==== Text section
Sir Adrian Montague: I think it is a step in the right direction; it may be a bound in the right direction rather than the modest step I was envisaging.

Q116 Chair: I am still not quite sure whether or not you are in favour of guarantees now. You have got me confused.

Sir Adrian Montague: I think what we are faced with is both a shortage of homes and a need to stimulate the economy. Had there just been a build-to-let fund, it would have done most of the job. A guarantee scheme offering the opportunity to raise finance at cheap rates on the back of a Government guarantee ought to have much more impetus than the quite modest incentives that I thought it was sensible to recommend.

Q117 Simon Danczuk: What comfort does your review offer those living at the bottom end of the private rented market, in poor quality, overcrowded accommodation?

Sir Adrian Montague: I do not think the focus of the review was on the certain need to improve standards for the stock as a whole. We were concerned more to try to raise the average level of stock by commissioning new units of an undoubtedly high character, so we did not focus on improvements at the lower end at all. It was a net increase of the stock of high quality that we thought was necessary.

Q118 Simon Danczuk: Your report said that "for housing benefit claimants, a material increase in rental stock in areas of high demand could make a real difference to their ability to access good quality accommodation".

Sir Adrian Montague: I think it will, but what will happen is that it will to some extent take the pressure off affordable housing. The PRS sector will extend over quite a wide range of accommodation and rents. As the housing associations are finding, at the lower end of the rent spectrum, there is a bit of overlap between affordable housing and the lower end of PRS, and then there will also be more elaborate, more extensive accommodation available under PRS as well. PRS, in my view, sits just on top of affordable housing, and the net addition to the total rental stock will take some pressure off affordable housing as well.

Q119 Simon Danczuk: So your review was bothered about those at the bottom end of the private rented sector?

Sir Adrian Montague: Absolutely.

Q120 Simon Danczuk: Was it Dr Tim Brown who said this whole debate around institutional investment has "diverted attention away from the issues of quality of the existing private rented stock and its regulation"? What do you say to that?
========
#### Set problem a
Report every line in the entries below that contains the string "stone". Case counts.
==== Listing
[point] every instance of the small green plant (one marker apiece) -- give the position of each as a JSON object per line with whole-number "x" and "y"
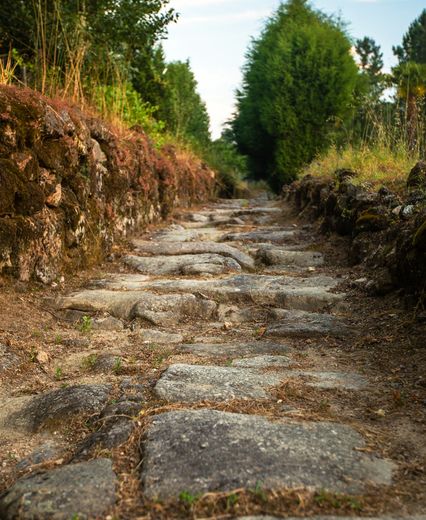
{"x": 118, "y": 365}
{"x": 33, "y": 354}
{"x": 86, "y": 324}
{"x": 188, "y": 498}
{"x": 89, "y": 362}
{"x": 58, "y": 373}
{"x": 232, "y": 500}
{"x": 326, "y": 499}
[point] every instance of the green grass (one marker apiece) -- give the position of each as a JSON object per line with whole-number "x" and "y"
{"x": 376, "y": 165}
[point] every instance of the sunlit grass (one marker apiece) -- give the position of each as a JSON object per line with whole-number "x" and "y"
{"x": 376, "y": 165}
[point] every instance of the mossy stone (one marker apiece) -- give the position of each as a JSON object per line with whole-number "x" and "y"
{"x": 371, "y": 221}
{"x": 419, "y": 239}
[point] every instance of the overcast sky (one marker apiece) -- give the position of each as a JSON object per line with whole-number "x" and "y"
{"x": 214, "y": 35}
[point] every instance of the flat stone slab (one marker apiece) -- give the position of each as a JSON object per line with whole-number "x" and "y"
{"x": 282, "y": 257}
{"x": 49, "y": 408}
{"x": 302, "y": 324}
{"x": 84, "y": 490}
{"x": 330, "y": 380}
{"x": 192, "y": 383}
{"x": 206, "y": 450}
{"x": 311, "y": 294}
{"x": 262, "y": 362}
{"x": 161, "y": 310}
{"x": 196, "y": 248}
{"x": 159, "y": 336}
{"x": 234, "y": 349}
{"x": 7, "y": 358}
{"x": 188, "y": 235}
{"x": 278, "y": 237}
{"x": 207, "y": 263}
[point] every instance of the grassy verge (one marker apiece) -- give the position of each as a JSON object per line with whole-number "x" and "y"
{"x": 376, "y": 165}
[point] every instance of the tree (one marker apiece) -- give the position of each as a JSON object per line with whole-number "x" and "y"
{"x": 99, "y": 39}
{"x": 413, "y": 46}
{"x": 298, "y": 76}
{"x": 371, "y": 59}
{"x": 183, "y": 110}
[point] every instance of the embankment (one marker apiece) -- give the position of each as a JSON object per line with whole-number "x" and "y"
{"x": 70, "y": 185}
{"x": 387, "y": 230}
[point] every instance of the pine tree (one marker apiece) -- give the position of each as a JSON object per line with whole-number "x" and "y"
{"x": 298, "y": 76}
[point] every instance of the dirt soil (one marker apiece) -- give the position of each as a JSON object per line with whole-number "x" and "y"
{"x": 387, "y": 346}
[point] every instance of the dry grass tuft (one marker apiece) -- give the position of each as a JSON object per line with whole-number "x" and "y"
{"x": 376, "y": 165}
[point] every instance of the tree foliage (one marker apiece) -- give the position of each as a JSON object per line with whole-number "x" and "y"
{"x": 101, "y": 39}
{"x": 413, "y": 46}
{"x": 298, "y": 76}
{"x": 182, "y": 109}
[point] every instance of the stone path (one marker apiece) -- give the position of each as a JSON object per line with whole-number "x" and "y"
{"x": 219, "y": 305}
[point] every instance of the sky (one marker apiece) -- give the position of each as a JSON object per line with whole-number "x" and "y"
{"x": 214, "y": 36}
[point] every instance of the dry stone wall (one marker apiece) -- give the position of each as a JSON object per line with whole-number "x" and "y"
{"x": 70, "y": 185}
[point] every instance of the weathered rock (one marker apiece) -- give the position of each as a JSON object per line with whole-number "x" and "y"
{"x": 188, "y": 235}
{"x": 329, "y": 380}
{"x": 218, "y": 451}
{"x": 117, "y": 426}
{"x": 106, "y": 363}
{"x": 310, "y": 294}
{"x": 206, "y": 263}
{"x": 85, "y": 490}
{"x": 191, "y": 383}
{"x": 237, "y": 314}
{"x": 162, "y": 310}
{"x": 7, "y": 358}
{"x": 417, "y": 177}
{"x": 262, "y": 362}
{"x": 109, "y": 323}
{"x": 158, "y": 336}
{"x": 50, "y": 408}
{"x": 186, "y": 248}
{"x": 277, "y": 256}
{"x": 234, "y": 349}
{"x": 278, "y": 237}
{"x": 305, "y": 324}
{"x": 43, "y": 453}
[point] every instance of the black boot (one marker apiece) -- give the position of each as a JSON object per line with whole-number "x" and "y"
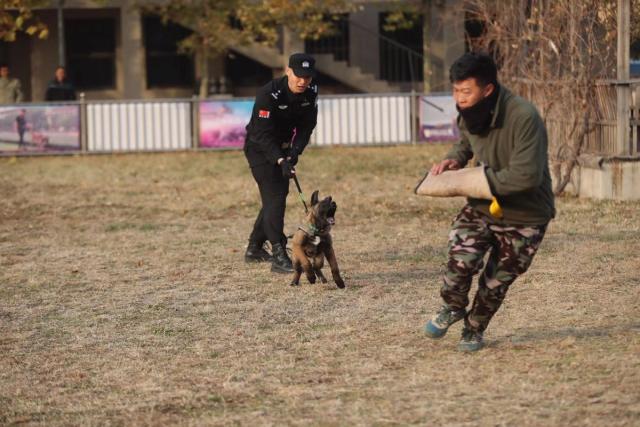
{"x": 281, "y": 263}
{"x": 256, "y": 253}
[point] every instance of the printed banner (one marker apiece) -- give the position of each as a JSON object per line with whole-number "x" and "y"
{"x": 39, "y": 128}
{"x": 438, "y": 118}
{"x": 222, "y": 123}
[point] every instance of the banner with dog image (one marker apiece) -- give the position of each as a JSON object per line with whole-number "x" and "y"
{"x": 438, "y": 118}
{"x": 222, "y": 123}
{"x": 39, "y": 128}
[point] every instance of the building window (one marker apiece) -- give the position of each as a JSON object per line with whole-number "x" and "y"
{"x": 401, "y": 51}
{"x": 337, "y": 43}
{"x": 91, "y": 52}
{"x": 166, "y": 67}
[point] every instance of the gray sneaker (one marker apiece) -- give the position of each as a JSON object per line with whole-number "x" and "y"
{"x": 439, "y": 324}
{"x": 471, "y": 341}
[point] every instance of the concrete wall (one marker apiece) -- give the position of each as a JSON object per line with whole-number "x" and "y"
{"x": 443, "y": 42}
{"x": 130, "y": 78}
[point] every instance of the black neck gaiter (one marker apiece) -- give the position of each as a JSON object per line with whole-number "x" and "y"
{"x": 478, "y": 116}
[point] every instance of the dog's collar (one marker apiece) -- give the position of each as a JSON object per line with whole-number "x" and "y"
{"x": 311, "y": 230}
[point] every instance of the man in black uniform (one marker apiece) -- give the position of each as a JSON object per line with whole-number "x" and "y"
{"x": 283, "y": 117}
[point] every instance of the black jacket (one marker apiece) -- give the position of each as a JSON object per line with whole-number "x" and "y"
{"x": 278, "y": 115}
{"x": 60, "y": 91}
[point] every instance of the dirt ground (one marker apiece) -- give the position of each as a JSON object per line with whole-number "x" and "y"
{"x": 124, "y": 300}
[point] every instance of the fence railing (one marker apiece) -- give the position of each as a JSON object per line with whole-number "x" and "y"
{"x": 192, "y": 124}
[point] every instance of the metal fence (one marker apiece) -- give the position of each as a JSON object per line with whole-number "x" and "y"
{"x": 371, "y": 119}
{"x": 138, "y": 126}
{"x": 175, "y": 124}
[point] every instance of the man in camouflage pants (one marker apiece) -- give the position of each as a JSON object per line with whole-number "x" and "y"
{"x": 505, "y": 134}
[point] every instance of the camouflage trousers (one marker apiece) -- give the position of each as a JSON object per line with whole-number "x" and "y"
{"x": 511, "y": 250}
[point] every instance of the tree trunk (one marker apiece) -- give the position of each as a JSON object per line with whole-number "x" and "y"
{"x": 204, "y": 74}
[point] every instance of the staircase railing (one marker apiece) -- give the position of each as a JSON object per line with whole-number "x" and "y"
{"x": 396, "y": 63}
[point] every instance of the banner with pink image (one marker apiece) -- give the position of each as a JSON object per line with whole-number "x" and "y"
{"x": 222, "y": 123}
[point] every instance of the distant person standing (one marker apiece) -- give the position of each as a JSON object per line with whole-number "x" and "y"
{"x": 60, "y": 89}
{"x": 10, "y": 89}
{"x": 21, "y": 127}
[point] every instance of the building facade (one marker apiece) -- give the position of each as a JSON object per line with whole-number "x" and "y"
{"x": 111, "y": 51}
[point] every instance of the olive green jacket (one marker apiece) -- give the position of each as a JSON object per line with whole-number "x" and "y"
{"x": 514, "y": 153}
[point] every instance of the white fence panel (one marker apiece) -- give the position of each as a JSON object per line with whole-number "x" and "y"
{"x": 363, "y": 120}
{"x": 138, "y": 126}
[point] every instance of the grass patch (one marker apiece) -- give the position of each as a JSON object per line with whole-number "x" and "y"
{"x": 135, "y": 307}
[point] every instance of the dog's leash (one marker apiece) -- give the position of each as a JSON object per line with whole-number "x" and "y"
{"x": 300, "y": 195}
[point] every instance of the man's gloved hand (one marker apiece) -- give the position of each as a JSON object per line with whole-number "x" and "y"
{"x": 287, "y": 169}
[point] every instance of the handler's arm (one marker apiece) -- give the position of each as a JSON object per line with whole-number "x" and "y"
{"x": 305, "y": 128}
{"x": 263, "y": 134}
{"x": 527, "y": 163}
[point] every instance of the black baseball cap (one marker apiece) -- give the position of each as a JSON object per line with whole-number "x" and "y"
{"x": 303, "y": 65}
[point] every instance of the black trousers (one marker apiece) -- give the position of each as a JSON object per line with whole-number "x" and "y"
{"x": 273, "y": 188}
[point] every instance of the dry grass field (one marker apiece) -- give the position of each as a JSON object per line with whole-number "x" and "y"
{"x": 124, "y": 300}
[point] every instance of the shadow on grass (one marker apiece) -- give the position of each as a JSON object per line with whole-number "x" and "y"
{"x": 527, "y": 337}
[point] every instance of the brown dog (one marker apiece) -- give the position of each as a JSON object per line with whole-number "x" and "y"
{"x": 312, "y": 243}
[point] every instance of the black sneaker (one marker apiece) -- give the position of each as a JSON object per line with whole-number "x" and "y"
{"x": 256, "y": 253}
{"x": 439, "y": 324}
{"x": 280, "y": 263}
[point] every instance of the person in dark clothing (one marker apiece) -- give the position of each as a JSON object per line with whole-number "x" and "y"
{"x": 21, "y": 127}
{"x": 284, "y": 116}
{"x": 60, "y": 89}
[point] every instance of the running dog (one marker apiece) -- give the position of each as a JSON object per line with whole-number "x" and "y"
{"x": 312, "y": 243}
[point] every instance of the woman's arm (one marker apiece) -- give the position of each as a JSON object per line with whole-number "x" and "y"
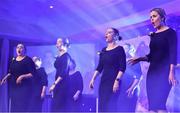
========
#### Set problem b
Restate word for word the passage of the committee transcript above, beginning at the words "Sir Adrian Montague: I think it is" and stopping after "quality, overcrowded accommodation?".

#### Written solution a
[point] every instance of the mossy stone (one marker apiece) -- give the position of each as a JSON object per line with whole-number "x" and "y"
[point] every instance of the flat stone slab (one marker apiece) -- give the position of each as a JSON object per line with whole-number "x" and "y"
[point] every instance of the stone path (one marker apiece) -- give the position of each as a JSON object per line with whole-number "x" and "y"
[point] every instance of the dry stone wall (one marker apiece) -- give the position of each as a JSON object per line with whole-number "x" and "y"

#### Written solution b
Sir Adrian Montague: I think it is a step in the right direction; it may be a bound in the right direction rather than the modest step I was envisaging.

Q116 Chair: I am still not quite sure whether or not you are in favour of guarantees now. You have got me confused.

Sir Adrian Montague: I think what we are faced with is both a shortage of homes and a need to stimulate the economy. Had there just been a build-to-let fund, it would have done most of the job. A guarantee scheme offering the opportunity to raise finance at cheap rates on the back of a Government guarantee ought to have much more impetus than the quite modest incentives that I thought it was sensible to recommend.

Q117 Simon Danczuk: What comfort does your review offer those living at the bottom end of the private rented market, in poor quality, overcrowded accommodation?